DATA SHOWN:

▶

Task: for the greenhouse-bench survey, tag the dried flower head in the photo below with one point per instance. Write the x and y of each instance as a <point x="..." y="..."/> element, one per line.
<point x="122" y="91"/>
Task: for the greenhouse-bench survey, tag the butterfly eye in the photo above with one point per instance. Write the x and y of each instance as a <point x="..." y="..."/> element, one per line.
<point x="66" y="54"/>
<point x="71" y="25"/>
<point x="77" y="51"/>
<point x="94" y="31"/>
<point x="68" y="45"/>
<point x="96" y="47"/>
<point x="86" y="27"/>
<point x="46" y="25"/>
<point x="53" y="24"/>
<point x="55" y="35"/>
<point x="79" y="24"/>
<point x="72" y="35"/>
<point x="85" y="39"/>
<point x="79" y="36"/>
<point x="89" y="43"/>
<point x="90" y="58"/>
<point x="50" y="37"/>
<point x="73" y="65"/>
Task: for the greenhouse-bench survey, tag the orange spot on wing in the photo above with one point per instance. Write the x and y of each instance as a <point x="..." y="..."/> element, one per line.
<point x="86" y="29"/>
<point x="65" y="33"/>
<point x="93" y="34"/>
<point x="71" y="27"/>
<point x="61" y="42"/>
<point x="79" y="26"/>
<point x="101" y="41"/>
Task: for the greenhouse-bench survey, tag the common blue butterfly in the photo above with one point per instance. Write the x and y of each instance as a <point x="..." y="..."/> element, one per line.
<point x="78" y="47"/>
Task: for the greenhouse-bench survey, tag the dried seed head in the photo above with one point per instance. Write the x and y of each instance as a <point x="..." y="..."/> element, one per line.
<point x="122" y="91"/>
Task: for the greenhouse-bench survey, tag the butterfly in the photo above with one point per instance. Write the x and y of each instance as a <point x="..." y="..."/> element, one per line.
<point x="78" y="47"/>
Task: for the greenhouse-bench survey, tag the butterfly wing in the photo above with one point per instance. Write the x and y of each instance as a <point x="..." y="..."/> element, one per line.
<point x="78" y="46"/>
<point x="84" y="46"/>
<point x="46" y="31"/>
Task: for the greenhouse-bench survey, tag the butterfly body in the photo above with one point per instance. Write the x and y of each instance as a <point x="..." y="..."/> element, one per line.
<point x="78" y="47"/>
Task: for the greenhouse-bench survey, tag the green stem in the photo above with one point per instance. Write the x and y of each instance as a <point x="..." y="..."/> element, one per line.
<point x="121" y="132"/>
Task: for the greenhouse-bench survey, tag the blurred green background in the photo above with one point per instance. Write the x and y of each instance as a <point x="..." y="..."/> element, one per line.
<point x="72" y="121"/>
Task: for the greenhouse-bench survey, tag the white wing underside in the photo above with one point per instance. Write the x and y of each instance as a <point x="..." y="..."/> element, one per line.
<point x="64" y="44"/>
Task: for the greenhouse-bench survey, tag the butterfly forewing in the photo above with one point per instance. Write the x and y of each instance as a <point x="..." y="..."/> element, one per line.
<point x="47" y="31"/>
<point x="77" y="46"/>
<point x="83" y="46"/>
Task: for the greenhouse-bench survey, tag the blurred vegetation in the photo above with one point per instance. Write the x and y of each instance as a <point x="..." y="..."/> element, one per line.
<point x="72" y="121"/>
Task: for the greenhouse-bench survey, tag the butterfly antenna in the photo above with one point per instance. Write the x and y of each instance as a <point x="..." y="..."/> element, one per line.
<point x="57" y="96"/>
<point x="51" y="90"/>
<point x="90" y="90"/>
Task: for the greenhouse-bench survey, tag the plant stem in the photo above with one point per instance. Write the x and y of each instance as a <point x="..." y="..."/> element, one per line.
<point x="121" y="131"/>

◀

WHAT THIS TASK INVOLVES:
Restate the records in full, keeping every word as it is.

RESULT FOR THIS EXERCISE:
Task: for the greenhouse-bench survey, tag the dried flower head in the photo below with one point per instance. Write the x and y of each instance as a <point x="..." y="..."/> element, one per line.
<point x="122" y="91"/>
Task: for the greenhouse-bench survey, tag the butterfly eye in the photo above with one point per instance. Write the x and y of each instance as a <point x="..." y="..."/> element, one per line.
<point x="66" y="54"/>
<point x="71" y="25"/>
<point x="77" y="51"/>
<point x="94" y="31"/>
<point x="68" y="45"/>
<point x="96" y="47"/>
<point x="86" y="27"/>
<point x="46" y="25"/>
<point x="53" y="24"/>
<point x="55" y="35"/>
<point x="79" y="24"/>
<point x="72" y="35"/>
<point x="85" y="39"/>
<point x="79" y="36"/>
<point x="89" y="43"/>
<point x="90" y="58"/>
<point x="50" y="37"/>
<point x="73" y="65"/>
Task: for the greenhouse-bench survey, tag the orange spot on wing in the photo above with one point per instance. Write the x and y of each instance as a <point x="..." y="..."/> element, one per line.
<point x="86" y="29"/>
<point x="65" y="33"/>
<point x="93" y="34"/>
<point x="71" y="27"/>
<point x="61" y="42"/>
<point x="79" y="26"/>
<point x="101" y="41"/>
Task: for the greenhouse-bench survey, tag the common blue butterfly in the photo above with one point per instance. Write the x and y of each instance as a <point x="..." y="..."/> element, one per line.
<point x="78" y="47"/>
Task: for the greenhouse-bench survey, tag the dried seed head in the photo above with one point per instance. Write the x and y of each instance as a <point x="..." y="..."/> element, one per line.
<point x="122" y="91"/>
Task: for the greenhouse-bench survey, tag the butterfly in the photo above with one point per instance. Write the x and y of each instance as a <point x="..." y="..."/> element, one per line.
<point x="78" y="47"/>
Task: for the greenhouse-bench survey, tag the butterfly wing in the photo above with one point per instance. Write the x and y of each instance as a <point x="..." y="..."/> element, one per line.
<point x="78" y="46"/>
<point x="84" y="46"/>
<point x="46" y="31"/>
Task: for the greenhouse-bench survey, tag the butterfly body in the photo above with one point per instance. Write the x and y of each instance as a <point x="..." y="..."/> element, one per line.
<point x="78" y="47"/>
Task: for the greenhouse-bench survey, tag the green stem in the photo above with one point per instance. Write the x and y of each instance as a <point x="..." y="..."/> element, one per line.
<point x="121" y="132"/>
Task: for the greenhouse-bench survey, tag the blurred green background in the photo above with one point per instance. Write the x and y of each instance as a <point x="..." y="..."/> element, one per line.
<point x="72" y="121"/>
Task: for the greenhouse-bench survey, tag the white wing underside in the photo above with one point per instance. Write the x and y of each instance as a <point x="..." y="..."/> element, one per line.
<point x="64" y="44"/>
Task: for the greenhouse-bench survey, tag the butterfly forewing in the photo above with one point per instance. Write the x and y of each instance as a <point x="..." y="..."/> element, one per line.
<point x="47" y="31"/>
<point x="77" y="46"/>
<point x="83" y="46"/>
Task: for the greenhouse-bench survey, tag the blurred vegetation in the photo above with one point per instance. Write the x and y of each instance as a <point x="..." y="..."/> element, one per line.
<point x="72" y="121"/>
Task: for the greenhouse-bench survey, tag the butterfly antenna in the photo above with one point per instance. Write the x and y of each instance as a <point x="..." y="..."/> element, one per line.
<point x="57" y="96"/>
<point x="51" y="90"/>
<point x="90" y="90"/>
Task: for the greenhouse-bench survey, tag the plant stem in the photo above with one point per instance. Write the x and y of each instance as a <point x="..." y="..."/> element, one per line.
<point x="121" y="131"/>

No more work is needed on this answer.